Task statement :: Render each line of the data below as one string in a JSON list, in order, skipping any blank lines.

Recorded information ::

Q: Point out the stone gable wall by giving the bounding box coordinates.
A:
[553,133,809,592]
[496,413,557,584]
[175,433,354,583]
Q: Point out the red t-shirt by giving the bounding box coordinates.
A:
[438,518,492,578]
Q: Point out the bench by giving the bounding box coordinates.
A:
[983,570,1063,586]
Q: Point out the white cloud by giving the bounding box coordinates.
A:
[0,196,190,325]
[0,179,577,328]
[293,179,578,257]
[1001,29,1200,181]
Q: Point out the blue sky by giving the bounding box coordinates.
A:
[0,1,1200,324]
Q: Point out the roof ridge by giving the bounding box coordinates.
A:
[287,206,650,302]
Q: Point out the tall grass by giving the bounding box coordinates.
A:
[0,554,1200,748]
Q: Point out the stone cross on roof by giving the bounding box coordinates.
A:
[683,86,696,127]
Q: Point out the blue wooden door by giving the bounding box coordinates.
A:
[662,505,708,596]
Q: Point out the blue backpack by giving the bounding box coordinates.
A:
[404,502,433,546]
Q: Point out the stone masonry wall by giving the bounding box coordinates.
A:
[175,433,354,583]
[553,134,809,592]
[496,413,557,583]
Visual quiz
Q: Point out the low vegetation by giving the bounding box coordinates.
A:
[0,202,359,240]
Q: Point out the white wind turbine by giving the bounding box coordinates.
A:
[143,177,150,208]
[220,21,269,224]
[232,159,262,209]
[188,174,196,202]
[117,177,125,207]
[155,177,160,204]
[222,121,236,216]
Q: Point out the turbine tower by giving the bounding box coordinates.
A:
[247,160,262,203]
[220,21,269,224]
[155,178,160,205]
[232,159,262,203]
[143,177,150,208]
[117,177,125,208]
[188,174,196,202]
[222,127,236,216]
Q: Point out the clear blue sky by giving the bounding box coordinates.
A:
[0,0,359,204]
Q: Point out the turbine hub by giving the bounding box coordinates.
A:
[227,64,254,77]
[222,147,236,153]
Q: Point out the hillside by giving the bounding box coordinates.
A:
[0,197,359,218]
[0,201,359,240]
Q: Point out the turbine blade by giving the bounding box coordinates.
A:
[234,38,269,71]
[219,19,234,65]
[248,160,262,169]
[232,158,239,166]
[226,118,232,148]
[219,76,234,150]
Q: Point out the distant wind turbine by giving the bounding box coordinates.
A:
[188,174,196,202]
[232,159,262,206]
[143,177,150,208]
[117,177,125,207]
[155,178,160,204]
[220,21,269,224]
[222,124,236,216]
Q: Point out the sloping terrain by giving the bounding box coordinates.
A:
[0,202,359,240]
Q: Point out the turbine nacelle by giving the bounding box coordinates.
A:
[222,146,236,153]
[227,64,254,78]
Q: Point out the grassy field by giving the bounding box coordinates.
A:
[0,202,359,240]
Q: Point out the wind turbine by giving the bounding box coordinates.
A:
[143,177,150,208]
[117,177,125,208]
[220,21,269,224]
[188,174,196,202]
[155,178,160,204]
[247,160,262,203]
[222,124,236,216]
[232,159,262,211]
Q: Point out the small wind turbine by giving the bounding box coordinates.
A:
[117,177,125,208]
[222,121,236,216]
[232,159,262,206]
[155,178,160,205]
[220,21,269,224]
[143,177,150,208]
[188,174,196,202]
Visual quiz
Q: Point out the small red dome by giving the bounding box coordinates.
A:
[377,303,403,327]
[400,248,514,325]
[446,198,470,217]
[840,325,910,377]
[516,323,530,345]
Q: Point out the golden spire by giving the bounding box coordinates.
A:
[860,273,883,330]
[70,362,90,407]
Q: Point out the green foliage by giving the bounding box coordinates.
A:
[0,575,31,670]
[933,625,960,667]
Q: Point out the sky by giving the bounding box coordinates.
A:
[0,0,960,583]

Exercise solution ::
[
  "Q: Point out the stone gable wall by giving the bounding box coordinates.",
  "A:",
  "[553,133,809,592]",
  "[496,413,557,584]",
  "[175,433,354,583]",
  "Q: Point out the red t-shirt by giving the bounding box coordinates.",
  "A:",
  "[438,518,492,578]",
  "Q: Point out the bench by giving the bounding box coordinates.",
  "A:",
  "[983,570,1063,586]",
  "Q: Point out the white cloud by giving the bounding box coordinates.",
  "A:",
  "[0,196,190,325]",
  "[0,179,577,328]",
  "[293,179,578,257]",
  "[1001,29,1200,181]",
  "Q: Point out the blue sky by giving the bounding box coordinates.",
  "A:",
  "[0,1,1200,324]",
  "Q: Point out the roof ridge by giving the bounding box coordinates.",
  "A:",
  "[287,206,650,302]",
  "Q: Point out the tall grass by giving the bounding box coordinates.",
  "A:",
  "[0,554,1200,748]",
  "Q: Point out the stone cross on roof by giving the bounding box coordinates.",
  "A:",
  "[683,86,696,127]",
  "Q: Point out the blue wooden door by giving the bounding box coordinates.",
  "A:",
  "[662,505,708,596]",
  "Q: Point out the blue backpack by giving the bounding box coordinates.",
  "A:",
  "[404,502,433,546]",
  "Q: Point out the stone masonry wall by giving the bounding box coordinates.",
  "A:",
  "[175,433,354,583]",
  "[553,134,809,592]",
  "[496,413,557,583]",
  "Visual quiz",
  "Q: Point out the low vegetation by giving the bounding box coordinates.",
  "A:",
  "[0,202,359,240]",
  "Q: Point out the white wind turbine by giving the bounding box coordinates.",
  "A:",
  "[143,177,150,208]",
  "[220,21,269,224]",
  "[232,159,262,209]",
  "[188,174,196,202]",
  "[117,177,125,207]",
  "[155,177,160,204]",
  "[222,121,236,216]",
  "Q: Point out the turbine tower by giving the bounding box coordinates.",
  "A:",
  "[247,160,262,203]",
  "[220,21,269,224]",
  "[155,178,160,205]",
  "[232,159,262,203]",
  "[143,177,150,208]",
  "[117,177,125,208]",
  "[188,174,196,202]",
  "[222,127,236,216]",
  "Q: Point out the clear blue sky by giving the bounding box coordinates.",
  "A:",
  "[0,0,359,204]",
  "Q: Point out the turbine hub by giving the bounding box coordinates.",
  "A:",
  "[227,64,254,77]",
  "[222,147,236,153]",
  "Q: Point out the hillside by giving the bounding box coordinates.",
  "A:",
  "[0,197,359,218]",
  "[0,201,359,240]",
  "Q: Point out the turbine blade by giving the bounding box coordinates.",
  "A:",
  "[234,38,269,71]",
  "[219,19,234,65]",
  "[248,160,262,169]",
  "[232,158,239,166]",
  "[226,118,232,148]",
  "[219,76,234,150]",
  "Q: Point out the distant wind turbine by giving the bounding box coordinates.",
  "A:",
  "[188,174,196,202]",
  "[232,159,262,206]",
  "[143,177,150,208]",
  "[117,177,125,207]",
  "[155,178,160,204]",
  "[220,21,269,224]",
  "[222,124,236,216]",
  "Q: Point out the sloping terrain by giving the bounding box coordinates.",
  "A:",
  "[0,202,359,240]",
  "Q: Point out the turbine nacelle by giving the bounding box coordinates.",
  "A:",
  "[222,146,236,153]",
  "[227,64,254,78]",
  "Q: Point out the grassy field by giving the bounding box coordinates.",
  "A:",
  "[0,202,359,240]",
  "Q: Point out the wind turbine by giving the bounding box coordinates.",
  "A:",
  "[143,177,150,208]",
  "[117,177,125,208]",
  "[220,21,269,224]",
  "[188,174,196,202]",
  "[155,178,160,204]",
  "[247,160,262,203]",
  "[222,124,236,216]",
  "[232,159,262,211]",
  "Q: Point out the small wind turbine by giving the bounding box coordinates.",
  "A:",
  "[117,177,125,208]",
  "[222,121,236,216]",
  "[232,159,262,206]",
  "[155,178,160,205]",
  "[220,21,269,224]",
  "[143,177,150,208]",
  "[188,174,196,202]",
  "Visual quiz",
  "Q: Point out the small red dome by giving the bounding box coordinates.",
  "A:",
  "[377,303,403,327]",
  "[400,248,514,325]",
  "[446,198,470,217]",
  "[840,325,910,377]",
  "[516,323,530,345]",
  "Q: Point out the golden spire by giving the bounding box coordinates.",
  "A:",
  "[860,273,883,330]",
  "[70,362,90,407]",
  "Q: Point out the green foliage by giving the bounding box coordinates.",
  "A:",
  "[0,575,31,670]",
  "[933,625,960,667]",
  "Q: Point out the sky by giving the bounding box coordinates.",
  "A:",
  "[0,0,960,583]"
]